Below are records to repeat exactly; do not include any pictures.

(Saved entries)
-----

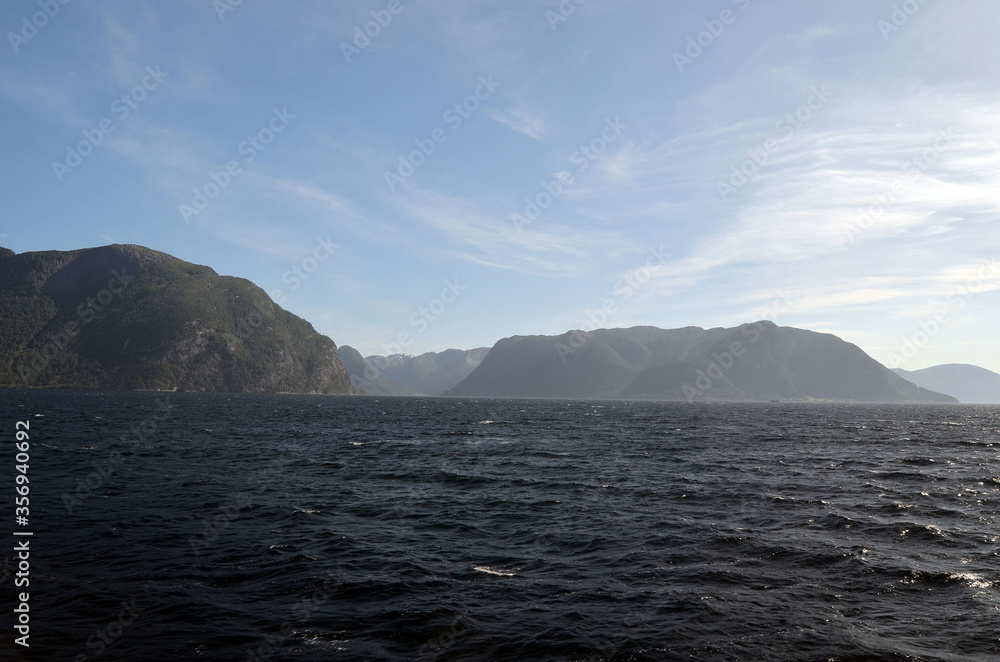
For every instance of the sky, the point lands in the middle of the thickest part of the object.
(411, 176)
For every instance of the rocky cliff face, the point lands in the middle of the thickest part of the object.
(126, 317)
(759, 361)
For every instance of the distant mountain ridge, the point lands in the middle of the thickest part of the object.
(759, 361)
(970, 384)
(125, 317)
(431, 373)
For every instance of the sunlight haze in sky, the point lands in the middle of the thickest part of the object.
(411, 175)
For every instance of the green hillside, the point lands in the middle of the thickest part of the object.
(128, 318)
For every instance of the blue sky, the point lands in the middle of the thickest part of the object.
(489, 168)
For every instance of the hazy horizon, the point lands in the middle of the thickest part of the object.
(467, 172)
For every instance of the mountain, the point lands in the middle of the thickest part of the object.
(126, 317)
(759, 361)
(432, 373)
(968, 383)
(365, 378)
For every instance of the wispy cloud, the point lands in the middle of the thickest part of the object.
(520, 121)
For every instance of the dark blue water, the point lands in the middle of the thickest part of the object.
(322, 528)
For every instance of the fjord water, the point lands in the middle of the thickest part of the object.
(338, 528)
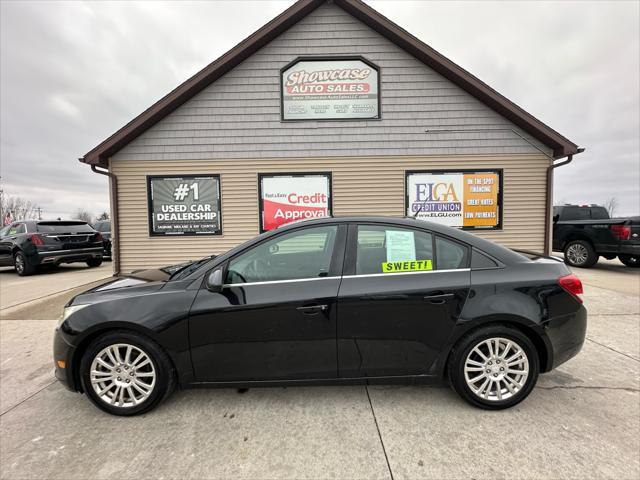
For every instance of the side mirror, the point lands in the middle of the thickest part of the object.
(214, 281)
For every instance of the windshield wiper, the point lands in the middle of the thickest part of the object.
(189, 267)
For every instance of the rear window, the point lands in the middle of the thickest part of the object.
(63, 227)
(575, 213)
(599, 213)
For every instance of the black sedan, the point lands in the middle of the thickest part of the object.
(29, 244)
(329, 301)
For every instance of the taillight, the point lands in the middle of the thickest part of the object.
(572, 284)
(621, 232)
(36, 240)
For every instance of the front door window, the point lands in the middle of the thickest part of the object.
(300, 254)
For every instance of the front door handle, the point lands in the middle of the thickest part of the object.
(313, 309)
(439, 299)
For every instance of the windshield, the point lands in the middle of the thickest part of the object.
(63, 227)
(178, 272)
(103, 226)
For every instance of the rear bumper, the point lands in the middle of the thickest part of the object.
(566, 335)
(56, 257)
(631, 249)
(63, 352)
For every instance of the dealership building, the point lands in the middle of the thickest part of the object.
(329, 109)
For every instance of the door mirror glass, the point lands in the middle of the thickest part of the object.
(214, 281)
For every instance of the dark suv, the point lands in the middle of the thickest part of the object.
(29, 244)
(104, 227)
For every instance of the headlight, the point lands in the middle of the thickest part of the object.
(68, 311)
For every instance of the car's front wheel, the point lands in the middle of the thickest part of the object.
(632, 261)
(124, 373)
(494, 368)
(579, 253)
(22, 266)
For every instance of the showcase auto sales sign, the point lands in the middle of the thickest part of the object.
(286, 199)
(327, 89)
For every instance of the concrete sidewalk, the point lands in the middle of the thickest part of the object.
(581, 421)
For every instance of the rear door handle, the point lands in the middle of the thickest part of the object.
(439, 298)
(313, 309)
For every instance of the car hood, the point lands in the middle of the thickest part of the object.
(119, 288)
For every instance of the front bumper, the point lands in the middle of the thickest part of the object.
(63, 352)
(566, 335)
(56, 257)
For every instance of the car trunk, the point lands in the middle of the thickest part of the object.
(67, 235)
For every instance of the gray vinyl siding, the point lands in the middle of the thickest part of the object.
(238, 116)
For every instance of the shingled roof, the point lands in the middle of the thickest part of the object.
(560, 145)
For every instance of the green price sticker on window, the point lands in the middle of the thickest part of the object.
(408, 266)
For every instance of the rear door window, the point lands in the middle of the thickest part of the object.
(451, 255)
(382, 249)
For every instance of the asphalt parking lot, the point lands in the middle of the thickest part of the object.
(582, 420)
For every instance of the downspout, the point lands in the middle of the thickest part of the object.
(549, 201)
(115, 229)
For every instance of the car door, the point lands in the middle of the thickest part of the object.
(5, 247)
(401, 295)
(275, 318)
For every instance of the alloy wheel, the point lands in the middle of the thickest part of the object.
(496, 369)
(577, 254)
(19, 264)
(122, 375)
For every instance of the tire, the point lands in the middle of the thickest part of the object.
(23, 268)
(580, 253)
(94, 262)
(632, 261)
(489, 396)
(157, 376)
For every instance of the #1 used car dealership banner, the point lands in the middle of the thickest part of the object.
(288, 198)
(457, 199)
(184, 205)
(330, 89)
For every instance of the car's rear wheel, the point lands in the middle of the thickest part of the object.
(124, 373)
(632, 261)
(23, 268)
(94, 262)
(494, 368)
(580, 253)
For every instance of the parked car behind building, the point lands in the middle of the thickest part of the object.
(585, 232)
(104, 227)
(29, 244)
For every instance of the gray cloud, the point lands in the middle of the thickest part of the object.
(73, 73)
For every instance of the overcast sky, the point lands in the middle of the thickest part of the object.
(73, 73)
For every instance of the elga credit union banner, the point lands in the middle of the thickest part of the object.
(286, 199)
(330, 89)
(185, 205)
(456, 199)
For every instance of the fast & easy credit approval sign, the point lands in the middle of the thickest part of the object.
(286, 198)
(465, 199)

-----

_Your response_
For every instance of the sky, the point lands in the middle of the thickest part of the object.
(411, 176)
For every instance of the rocky cliff face, the point lands in the middle of the thickest part of the object.
(126, 317)
(759, 361)
For every instance of the distant mountain ridge, the point lands in the middle of the thickest part of the object.
(759, 361)
(970, 384)
(125, 317)
(431, 373)
For every instance of the sunlight haze in sky, the point lands in the middle of the thickest part of the object.
(411, 175)
For every instance of the green hillside, the point lands in the middle of the thickest part of the object.
(128, 318)
For every instance of the blue sky, the point lands in the middle of the thickest part of the object.
(489, 168)
For every instance of the hazy horizon, the point lands in the middle of the thickest part of the object.
(467, 172)
For every instance of the mountain, the point lands in the middle of the thickest part of the object.
(126, 317)
(759, 361)
(432, 373)
(968, 383)
(365, 378)
For every instance of the wispy cloud, the point lands in the middle of the thickest part of the object.
(520, 121)
For every instance of the dark blue water, the point lands in the middle of the thickest part of the object.
(322, 528)
For every instance of the fjord water, the point lands in the middle of the thickest part of the object.
(338, 528)
For every instance of the side mirror, the point lands in the middle of the thickest part of the object.
(214, 281)
For every instance of the windshield wiper, the point lands in the middle of the thickest part of the object.
(189, 267)
For every instance of the rear window, the point lands in the middle of the thickest part of the object.
(63, 227)
(575, 213)
(599, 213)
For every instance of the black sedan, the point lands in the middle of the thickest part of the object.
(29, 244)
(329, 301)
For every instance of the taillight, the point lands in the middle of the thickest part of the object.
(572, 284)
(621, 232)
(36, 240)
For every instance of the front door window, the point lands in the middle of the thickest part of the object.
(300, 254)
For every instance of the front door handle, the point lands in the middle of the thickest part of the object.
(313, 309)
(439, 299)
For every instance of the windshield, the point lands in the middle of the thickest part of the object.
(63, 227)
(178, 272)
(103, 226)
For every instance of the rear bumper, the point lands in the middle of the thickest part of the object.
(566, 335)
(56, 257)
(631, 249)
(63, 352)
For every instance of the dealership building, the point lands in the middle of the thickest part of the object.
(329, 109)
For every instance of the door mirror glass, the point lands in the middle of the thickest part of the object.
(214, 281)
For every instance of the dark suv, the point lands in the middle of the thickest part of the object.
(29, 244)
(104, 227)
For every instance of the headlight, the point lands in the middle of the thickest part of the object.
(68, 311)
For every instance of the car's front wheel, the point lands in the middle of the thickest part of the object.
(632, 261)
(124, 373)
(494, 368)
(579, 253)
(22, 266)
For every instance of the showcase auto sales sign, the point lands in the middle of the thickest part of the object.
(286, 199)
(327, 89)
For every instance of the concrete sidewalk, the point lands in the middle of the thickest part of the object.
(581, 421)
For every instance of the rear door handle, the point lands in the middle of the thickest part of the object.
(439, 298)
(313, 309)
For every instance of the car hood, the point lands in the middle of the thickest part of the object.
(119, 288)
For every instance of the front bumper, the point lands in the middle of the thickest part of the object.
(63, 352)
(566, 335)
(56, 257)
For every instance of the car trunk, the point lands in the middle of the thickest part of the object.
(67, 235)
For every instance of the gray vinyl siding, the point lands in the middle of the thickest part of the object.
(238, 116)
For every instance of the shingled roof, the point lands in the middle of the thickest part of the object.
(560, 145)
For every instance of the green price sticker on window, the point lands in the middle of the thickest part of the object.
(408, 266)
For every instance of the rear door window, the point lands in the middle of the thickest part of the object.
(451, 255)
(382, 249)
For every instance of the asphalt parking lot, the point lands in the middle of the thickest part of the object.
(582, 420)
For every instance of the downspout, the point lands in the middle of the thickest part of the object.
(549, 201)
(115, 229)
For every instance of the car door, the point lands in the middle of the thickest part of the object.
(5, 247)
(401, 295)
(275, 318)
For every instance of the alloy wheel, the point lands in the middle of the thickest part of the object.
(496, 369)
(577, 254)
(19, 264)
(122, 375)
For every instance of the tire, the point lands in the middle of the thickest part of the object.
(23, 268)
(580, 253)
(94, 262)
(632, 261)
(489, 396)
(157, 376)
For every instance of the #1 used car dealership banner, the point lands in the middle of the thickest part of the object.
(288, 198)
(457, 199)
(184, 205)
(330, 89)
For every instance of the car's rear wheel, the point lands in the middle of the thickest part of the object.
(124, 373)
(632, 261)
(23, 268)
(94, 262)
(494, 368)
(580, 253)
For every instance of the parked car behind building, the point lands in the middle of the thickest part of the object.
(585, 232)
(104, 227)
(29, 244)
For every instance of the gray cloud, the point lands in the middle of the thickest part of the object.
(73, 73)
For every instance of the overcast sky, the point lands in the middle of the thickest part of the object.
(73, 73)
For every instance of the elga credit union banner, the point lands in the middle of the thickest part of the object.
(286, 199)
(330, 89)
(185, 205)
(456, 199)
For every instance of the fast & easy credit approval sign, the point lands in the middle of the thickest part of the object.
(286, 198)
(465, 199)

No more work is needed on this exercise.